PETUNJUK A »
Jawablah pertanyaan berikut berdasarkan teks tentang kapidaraan.
(i) Kapidaraan disebut sebagai istilah yang khas pada kebudayaan apa?
(ii) Menurut Hanafi (2017), apa arti kata pidara?
(iii) Apa yang tetap diterima seseorang walaupun kesalahan yang dilakukannya tidak disengaja?

TEKS YANG DIBERIKAN »
######
“KAPIDARAAN”, satu istilah yang khas pada kebudayaan Banjar. Ada yang mengatakan, ini satu jenis penyakit misterius, yang tidak diketahui penyebabnya.
Menurut Hanafi (2017), kapidaraan berasal dari kata pidara, yang artinya arwah atau roh yang sudah meninggal dunia. Kapidaraan dipercaya disebabkan oleh arwah atau roh orang yang sudah meninggal dunia, kemudian menyapa seseorang yang masih hidup, bisa disebabkan karena seseorang tersebut melewati kuburan, tempat angker atau daerah baru yang belum pernah dilewatinya.
Bukan hanya sekedar lewat pada lokasi yang dianggap angker, bisa juga disebabkan salah sikap, salah ucap, atau berbuat yang dianggap tidak berkenan pada tempat tertentu, terutama yang dianggap sakral atau tempat yang dipercaya dihuni berbagai makhluk gaib. Walau kesalahan yang dilakukan tidak disengaja, tetap saja menerima sanksinya berupa kapidaraan.
######
INFORMASI YANG DIBERIKAN »

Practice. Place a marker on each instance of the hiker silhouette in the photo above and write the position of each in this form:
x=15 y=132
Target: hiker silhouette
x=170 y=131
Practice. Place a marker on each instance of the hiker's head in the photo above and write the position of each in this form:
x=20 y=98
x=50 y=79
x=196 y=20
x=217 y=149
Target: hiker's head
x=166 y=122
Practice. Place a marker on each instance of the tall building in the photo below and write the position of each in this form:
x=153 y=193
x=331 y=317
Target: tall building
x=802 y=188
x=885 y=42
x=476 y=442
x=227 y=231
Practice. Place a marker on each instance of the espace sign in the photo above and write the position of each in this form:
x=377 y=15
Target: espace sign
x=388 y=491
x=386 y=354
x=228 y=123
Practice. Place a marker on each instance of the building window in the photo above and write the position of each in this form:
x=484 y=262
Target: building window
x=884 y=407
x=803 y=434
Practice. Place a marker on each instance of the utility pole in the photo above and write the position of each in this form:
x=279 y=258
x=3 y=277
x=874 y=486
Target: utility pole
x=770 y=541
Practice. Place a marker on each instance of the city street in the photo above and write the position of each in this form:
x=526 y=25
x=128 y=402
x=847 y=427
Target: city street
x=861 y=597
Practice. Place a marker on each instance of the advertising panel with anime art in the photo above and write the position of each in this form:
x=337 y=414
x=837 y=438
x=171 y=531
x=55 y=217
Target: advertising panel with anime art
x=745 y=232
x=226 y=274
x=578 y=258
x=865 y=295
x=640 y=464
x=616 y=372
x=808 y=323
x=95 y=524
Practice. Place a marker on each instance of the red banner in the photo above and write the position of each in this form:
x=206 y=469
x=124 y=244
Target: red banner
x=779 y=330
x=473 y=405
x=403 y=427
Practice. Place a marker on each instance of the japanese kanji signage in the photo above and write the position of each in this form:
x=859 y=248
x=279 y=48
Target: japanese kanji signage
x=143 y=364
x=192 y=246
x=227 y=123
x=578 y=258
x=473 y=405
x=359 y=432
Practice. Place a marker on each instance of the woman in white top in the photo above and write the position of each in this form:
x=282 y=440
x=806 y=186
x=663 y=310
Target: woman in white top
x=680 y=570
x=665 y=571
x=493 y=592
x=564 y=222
######
PETUNJUK B » Perbarui catatan mulai dari baris pertama catatan hingga baris yang memuat "x=166 y=122" (kedua ujung termasuk) dengan mengganti "marker" menjadi "pin", dan biarkan semua bagian lain tetap sama. Tuliskan hanya baris-baris tersebut.

JAWABAN YANG DIHARAPKAN A »
(i) Kebudayaan Banjar.
(ii) Arwah atau roh yang sudah meninggal dunia.
(iii) Sanksi berupa kapidaraan.

JAWABAN YANG DIHARAPKAN B »
Practice. Place a pin on each instance of the hiker silhouette in the photo above and write the position of each in this form:
x=15 y=132
Target: hiker silhouette
x=170 y=131
Practice. Place a pin on each instance of the hiker's head in the photo above and write the position of each in this form:
x=20 y=98
x=50 y=79
x=196 y=20
x=217 y=149
Target: hiker's head
x=166 y=122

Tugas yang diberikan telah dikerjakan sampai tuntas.